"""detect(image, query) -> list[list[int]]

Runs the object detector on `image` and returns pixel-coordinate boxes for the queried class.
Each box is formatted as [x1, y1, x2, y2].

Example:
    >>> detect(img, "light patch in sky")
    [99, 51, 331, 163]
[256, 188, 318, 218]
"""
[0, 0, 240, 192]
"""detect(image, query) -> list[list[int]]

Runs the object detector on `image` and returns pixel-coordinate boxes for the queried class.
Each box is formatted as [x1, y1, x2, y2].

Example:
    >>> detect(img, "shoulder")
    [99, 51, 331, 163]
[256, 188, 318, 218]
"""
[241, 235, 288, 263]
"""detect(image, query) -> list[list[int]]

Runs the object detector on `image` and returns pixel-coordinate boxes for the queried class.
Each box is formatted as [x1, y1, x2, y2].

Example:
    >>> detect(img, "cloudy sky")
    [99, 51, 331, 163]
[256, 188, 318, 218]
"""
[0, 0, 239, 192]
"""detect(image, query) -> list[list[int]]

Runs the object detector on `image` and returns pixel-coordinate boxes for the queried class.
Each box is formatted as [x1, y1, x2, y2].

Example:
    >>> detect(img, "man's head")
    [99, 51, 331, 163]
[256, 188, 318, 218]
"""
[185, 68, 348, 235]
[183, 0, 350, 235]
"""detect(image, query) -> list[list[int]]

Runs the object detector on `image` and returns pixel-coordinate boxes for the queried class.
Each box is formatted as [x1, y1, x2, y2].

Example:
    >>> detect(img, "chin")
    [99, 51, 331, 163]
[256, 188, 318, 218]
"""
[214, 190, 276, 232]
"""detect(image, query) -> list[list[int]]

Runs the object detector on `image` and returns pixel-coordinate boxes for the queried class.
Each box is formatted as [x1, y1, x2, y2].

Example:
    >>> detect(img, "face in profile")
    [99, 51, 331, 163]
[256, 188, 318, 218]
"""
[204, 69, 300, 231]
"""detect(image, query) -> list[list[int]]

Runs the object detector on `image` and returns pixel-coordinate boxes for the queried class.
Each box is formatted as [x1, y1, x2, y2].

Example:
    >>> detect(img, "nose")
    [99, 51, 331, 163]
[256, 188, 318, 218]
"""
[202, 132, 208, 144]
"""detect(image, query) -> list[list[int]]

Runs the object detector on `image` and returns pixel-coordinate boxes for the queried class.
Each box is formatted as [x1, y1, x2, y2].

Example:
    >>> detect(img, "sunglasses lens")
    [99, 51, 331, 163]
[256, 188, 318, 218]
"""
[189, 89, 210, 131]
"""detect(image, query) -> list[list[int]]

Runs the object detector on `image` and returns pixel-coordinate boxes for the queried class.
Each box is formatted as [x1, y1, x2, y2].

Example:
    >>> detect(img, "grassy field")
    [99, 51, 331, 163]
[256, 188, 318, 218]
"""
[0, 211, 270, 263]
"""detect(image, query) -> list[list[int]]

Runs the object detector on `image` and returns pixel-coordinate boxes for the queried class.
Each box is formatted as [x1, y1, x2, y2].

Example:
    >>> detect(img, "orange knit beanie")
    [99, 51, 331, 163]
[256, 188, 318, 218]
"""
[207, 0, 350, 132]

* * * * * * * * *

**PROMPT**: Present the lines of the entries above, from the very first line through the line containing "[0, 0, 240, 192]", as a Markdown table with the columns No. and Line. Give each line its own row number and leave out the blank lines.

**SOLVED EXERCISE**:
| No. | Line |
|---|---|
| 1 | """detect(image, query) -> list[list[int]] |
| 2 | Runs the object detector on `image` and returns pixel-coordinate boxes for the queried class. |
| 3 | Each box is formatted as [x1, y1, x2, y2]. |
| 4 | Example: |
| 5 |     >>> detect(img, "light patch in sky") |
| 6 |     [99, 51, 331, 163] |
| 7 | [256, 188, 318, 218] |
| 8 | """ |
| 9 | [0, 0, 240, 192] |